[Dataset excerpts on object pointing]
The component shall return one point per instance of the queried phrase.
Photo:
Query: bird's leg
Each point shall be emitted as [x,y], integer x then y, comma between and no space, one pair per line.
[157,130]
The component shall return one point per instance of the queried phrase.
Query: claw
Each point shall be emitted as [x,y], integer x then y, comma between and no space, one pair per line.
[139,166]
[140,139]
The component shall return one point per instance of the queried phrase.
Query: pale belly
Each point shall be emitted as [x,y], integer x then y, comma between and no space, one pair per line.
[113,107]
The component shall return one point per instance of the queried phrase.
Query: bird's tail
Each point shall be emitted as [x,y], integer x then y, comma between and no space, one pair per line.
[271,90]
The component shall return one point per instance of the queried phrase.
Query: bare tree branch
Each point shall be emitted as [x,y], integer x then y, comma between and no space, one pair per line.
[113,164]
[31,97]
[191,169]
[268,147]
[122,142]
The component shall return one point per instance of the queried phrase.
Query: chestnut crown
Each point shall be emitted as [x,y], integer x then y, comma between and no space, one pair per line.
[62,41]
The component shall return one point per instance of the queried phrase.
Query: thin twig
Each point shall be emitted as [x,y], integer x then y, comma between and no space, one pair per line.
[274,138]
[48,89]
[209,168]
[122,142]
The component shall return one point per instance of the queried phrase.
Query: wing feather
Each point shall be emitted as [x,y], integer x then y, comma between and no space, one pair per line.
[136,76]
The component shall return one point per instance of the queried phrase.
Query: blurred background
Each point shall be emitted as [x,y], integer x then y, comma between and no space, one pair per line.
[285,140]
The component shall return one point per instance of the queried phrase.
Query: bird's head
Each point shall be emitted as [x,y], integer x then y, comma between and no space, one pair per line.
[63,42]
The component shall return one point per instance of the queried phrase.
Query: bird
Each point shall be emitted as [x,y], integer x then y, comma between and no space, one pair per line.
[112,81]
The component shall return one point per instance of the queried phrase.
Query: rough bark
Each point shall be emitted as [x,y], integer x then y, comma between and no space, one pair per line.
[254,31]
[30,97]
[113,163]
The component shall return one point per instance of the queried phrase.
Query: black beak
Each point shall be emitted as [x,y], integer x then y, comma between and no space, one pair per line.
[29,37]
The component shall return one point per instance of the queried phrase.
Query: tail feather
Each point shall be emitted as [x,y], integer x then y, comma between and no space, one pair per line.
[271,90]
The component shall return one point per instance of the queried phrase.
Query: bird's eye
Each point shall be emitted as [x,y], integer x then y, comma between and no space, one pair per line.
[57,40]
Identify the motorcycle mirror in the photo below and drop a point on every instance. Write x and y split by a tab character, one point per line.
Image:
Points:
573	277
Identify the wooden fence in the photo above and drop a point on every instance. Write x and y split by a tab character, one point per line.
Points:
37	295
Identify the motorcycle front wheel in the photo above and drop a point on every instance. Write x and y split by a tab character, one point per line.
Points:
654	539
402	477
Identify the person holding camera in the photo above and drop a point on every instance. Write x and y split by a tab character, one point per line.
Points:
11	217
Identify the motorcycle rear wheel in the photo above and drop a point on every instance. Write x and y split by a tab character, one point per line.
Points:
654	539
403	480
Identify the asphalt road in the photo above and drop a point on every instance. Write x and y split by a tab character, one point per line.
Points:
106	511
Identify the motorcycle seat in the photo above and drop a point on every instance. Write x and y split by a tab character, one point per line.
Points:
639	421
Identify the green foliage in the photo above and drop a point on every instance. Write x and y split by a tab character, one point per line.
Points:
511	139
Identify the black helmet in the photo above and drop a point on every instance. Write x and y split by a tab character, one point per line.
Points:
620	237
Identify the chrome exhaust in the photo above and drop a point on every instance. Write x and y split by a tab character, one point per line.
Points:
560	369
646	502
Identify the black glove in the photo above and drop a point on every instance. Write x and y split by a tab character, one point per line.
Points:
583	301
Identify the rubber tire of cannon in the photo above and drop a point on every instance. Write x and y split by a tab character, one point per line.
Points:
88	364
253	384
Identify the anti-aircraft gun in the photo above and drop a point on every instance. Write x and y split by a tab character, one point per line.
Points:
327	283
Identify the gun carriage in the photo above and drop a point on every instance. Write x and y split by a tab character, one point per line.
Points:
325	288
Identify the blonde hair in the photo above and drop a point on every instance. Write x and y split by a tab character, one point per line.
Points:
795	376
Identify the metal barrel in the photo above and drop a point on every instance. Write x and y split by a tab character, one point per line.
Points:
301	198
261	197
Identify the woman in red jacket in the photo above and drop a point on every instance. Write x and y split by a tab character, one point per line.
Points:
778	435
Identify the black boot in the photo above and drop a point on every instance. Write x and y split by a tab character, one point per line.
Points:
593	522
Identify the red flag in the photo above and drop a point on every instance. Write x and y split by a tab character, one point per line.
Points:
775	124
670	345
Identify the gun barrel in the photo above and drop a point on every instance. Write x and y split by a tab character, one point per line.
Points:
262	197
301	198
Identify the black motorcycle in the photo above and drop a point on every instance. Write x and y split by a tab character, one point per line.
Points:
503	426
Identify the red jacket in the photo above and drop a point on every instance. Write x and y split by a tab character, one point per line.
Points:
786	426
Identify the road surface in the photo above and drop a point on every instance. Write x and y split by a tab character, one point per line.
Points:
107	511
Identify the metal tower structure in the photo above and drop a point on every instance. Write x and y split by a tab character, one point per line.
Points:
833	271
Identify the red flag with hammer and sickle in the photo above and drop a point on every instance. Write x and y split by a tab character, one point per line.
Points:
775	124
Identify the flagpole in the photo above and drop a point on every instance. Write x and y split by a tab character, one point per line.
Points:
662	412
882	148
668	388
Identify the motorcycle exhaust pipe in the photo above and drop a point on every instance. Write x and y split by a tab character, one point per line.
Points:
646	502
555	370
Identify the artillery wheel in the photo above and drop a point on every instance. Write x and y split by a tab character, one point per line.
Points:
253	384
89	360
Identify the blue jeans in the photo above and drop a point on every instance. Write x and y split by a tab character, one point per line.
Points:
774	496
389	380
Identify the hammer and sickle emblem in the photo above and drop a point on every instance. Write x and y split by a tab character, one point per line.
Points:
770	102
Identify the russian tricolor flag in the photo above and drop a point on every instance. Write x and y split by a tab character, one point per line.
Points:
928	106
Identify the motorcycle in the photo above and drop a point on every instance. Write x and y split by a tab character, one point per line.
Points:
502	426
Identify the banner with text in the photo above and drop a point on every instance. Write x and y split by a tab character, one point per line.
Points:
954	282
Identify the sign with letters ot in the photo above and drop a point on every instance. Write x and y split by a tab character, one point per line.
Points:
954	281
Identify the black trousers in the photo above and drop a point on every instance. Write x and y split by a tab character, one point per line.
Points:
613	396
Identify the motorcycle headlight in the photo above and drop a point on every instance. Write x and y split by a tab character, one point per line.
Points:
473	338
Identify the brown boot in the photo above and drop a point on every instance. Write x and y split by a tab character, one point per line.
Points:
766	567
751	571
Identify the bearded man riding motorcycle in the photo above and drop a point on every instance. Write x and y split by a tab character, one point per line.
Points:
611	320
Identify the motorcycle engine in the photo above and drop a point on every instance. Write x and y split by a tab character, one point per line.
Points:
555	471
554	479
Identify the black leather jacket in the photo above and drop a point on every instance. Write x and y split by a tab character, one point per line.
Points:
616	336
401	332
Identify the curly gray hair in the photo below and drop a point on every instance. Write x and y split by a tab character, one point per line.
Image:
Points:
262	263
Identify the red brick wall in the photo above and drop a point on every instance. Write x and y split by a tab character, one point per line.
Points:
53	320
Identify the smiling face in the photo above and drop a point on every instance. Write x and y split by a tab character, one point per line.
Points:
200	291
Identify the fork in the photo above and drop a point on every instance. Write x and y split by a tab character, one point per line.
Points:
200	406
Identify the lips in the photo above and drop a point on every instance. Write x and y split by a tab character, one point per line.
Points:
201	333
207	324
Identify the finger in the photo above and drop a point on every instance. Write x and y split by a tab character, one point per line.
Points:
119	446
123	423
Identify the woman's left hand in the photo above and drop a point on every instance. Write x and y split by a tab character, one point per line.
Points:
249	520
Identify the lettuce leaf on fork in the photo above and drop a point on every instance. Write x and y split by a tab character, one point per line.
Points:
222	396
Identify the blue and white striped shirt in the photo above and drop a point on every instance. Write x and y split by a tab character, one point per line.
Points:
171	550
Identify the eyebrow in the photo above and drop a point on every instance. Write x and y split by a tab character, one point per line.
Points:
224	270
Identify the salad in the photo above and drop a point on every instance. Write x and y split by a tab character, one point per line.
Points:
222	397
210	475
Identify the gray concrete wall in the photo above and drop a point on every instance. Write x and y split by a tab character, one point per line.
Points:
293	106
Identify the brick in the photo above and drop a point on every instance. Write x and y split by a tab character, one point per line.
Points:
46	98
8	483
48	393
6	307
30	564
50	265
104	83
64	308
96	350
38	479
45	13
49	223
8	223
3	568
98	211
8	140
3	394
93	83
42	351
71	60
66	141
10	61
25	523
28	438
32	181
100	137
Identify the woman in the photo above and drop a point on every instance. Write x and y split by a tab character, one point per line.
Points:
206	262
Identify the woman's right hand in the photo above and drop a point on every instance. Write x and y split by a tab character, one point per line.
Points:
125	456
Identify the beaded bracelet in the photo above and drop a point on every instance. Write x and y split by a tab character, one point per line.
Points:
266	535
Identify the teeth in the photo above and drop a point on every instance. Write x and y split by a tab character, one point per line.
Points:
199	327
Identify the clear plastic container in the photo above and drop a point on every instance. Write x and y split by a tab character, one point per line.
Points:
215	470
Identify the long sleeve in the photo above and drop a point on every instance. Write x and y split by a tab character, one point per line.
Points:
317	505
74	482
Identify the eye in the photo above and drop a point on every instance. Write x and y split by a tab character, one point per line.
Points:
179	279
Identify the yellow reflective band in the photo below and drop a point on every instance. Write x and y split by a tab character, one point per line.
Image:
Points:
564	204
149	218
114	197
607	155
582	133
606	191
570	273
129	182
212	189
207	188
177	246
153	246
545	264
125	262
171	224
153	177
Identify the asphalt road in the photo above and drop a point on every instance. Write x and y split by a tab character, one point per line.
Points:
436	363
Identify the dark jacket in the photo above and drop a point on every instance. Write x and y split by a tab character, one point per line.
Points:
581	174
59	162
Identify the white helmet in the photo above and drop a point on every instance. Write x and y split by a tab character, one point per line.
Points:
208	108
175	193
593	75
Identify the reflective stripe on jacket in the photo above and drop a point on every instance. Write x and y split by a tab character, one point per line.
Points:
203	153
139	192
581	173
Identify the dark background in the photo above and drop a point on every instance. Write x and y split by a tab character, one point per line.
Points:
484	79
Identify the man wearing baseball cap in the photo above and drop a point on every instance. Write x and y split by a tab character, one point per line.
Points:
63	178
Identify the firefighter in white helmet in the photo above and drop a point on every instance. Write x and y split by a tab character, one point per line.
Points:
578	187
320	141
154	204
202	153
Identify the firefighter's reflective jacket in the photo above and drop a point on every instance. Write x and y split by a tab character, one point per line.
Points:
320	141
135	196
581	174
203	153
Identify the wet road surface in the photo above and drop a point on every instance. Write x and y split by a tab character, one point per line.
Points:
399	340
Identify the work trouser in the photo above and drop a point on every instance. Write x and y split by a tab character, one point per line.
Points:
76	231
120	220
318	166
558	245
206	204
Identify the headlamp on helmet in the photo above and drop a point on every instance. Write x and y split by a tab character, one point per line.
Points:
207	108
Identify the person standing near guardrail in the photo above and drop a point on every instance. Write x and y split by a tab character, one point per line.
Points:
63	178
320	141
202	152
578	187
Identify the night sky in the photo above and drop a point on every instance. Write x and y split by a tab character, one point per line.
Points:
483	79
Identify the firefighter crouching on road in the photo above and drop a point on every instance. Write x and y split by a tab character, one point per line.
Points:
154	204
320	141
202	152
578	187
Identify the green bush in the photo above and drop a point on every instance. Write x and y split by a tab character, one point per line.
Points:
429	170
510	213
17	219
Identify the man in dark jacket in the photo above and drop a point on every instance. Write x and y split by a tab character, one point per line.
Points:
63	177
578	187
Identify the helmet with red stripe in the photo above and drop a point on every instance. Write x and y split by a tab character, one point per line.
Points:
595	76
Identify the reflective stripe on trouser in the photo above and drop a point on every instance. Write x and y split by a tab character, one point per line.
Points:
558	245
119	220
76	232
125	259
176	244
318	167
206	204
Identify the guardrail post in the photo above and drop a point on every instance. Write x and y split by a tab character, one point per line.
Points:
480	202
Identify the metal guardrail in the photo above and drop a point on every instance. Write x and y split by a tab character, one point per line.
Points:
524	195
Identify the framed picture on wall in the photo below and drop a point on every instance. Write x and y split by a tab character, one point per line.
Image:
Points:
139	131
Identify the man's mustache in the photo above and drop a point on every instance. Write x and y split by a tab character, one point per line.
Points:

● DIRECTION
Locate "Identify the person standing" in the data above. Then repeat, exactly, its line and each line after it through the last, adding nothing.

● RESPONSE
Identify the person standing near guardrail in the photo above and drop a point on every instance. Write x and y split by a tab character, one point per line.
Points:
63	178
320	141
202	152
578	187
Identify the night sky in the photo above and drop a point on every instance. Write x and y split by a tab character, one point per line.
Points:
483	79
Identify the firefighter crouching on road in the photo above and drop a point on every instance. Write x and y split by a tab character, one point per line.
Points:
154	204
320	141
202	152
578	187
Identify the green bush in the photo above and drop a point on every instance. Write x and y split by a tab character, one point per line.
Points:
429	170
510	213
17	219
Identify the man in dark jacket in the photo above and drop a point on every instance. Write x and y split by a tab character, one point per line.
Points:
63	177
578	187
Identify the helmet with red stripe in the photo above and drop a point on every instance. Write x and y split by a tab character, one point per line.
Points:
595	76
Identify the reflective stripe on trouser in the photo above and drop a point on every instance. Write x and y split by a tab character, one point per line.
Points:
558	245
119	220
76	232
125	259
176	244
318	167
206	204
Identify the guardrail post in the photo above and drop a point on every instance. Write x and y split by a tab character, one point per line.
Points:
480	202
Identify the metal guardrail in the photo above and drop a point on every instance. Write x and y split by a tab character, one point per line.
Points:
524	195
Identify the framed picture on wall in the photo below and drop a point on every instance. Write x and y split by a tab character, one point per line.
Image:
Points:
139	131
Identify the man's mustache in the photo above and drop a point on every instance. Write x and y split by a tab character, one point per line.
Points:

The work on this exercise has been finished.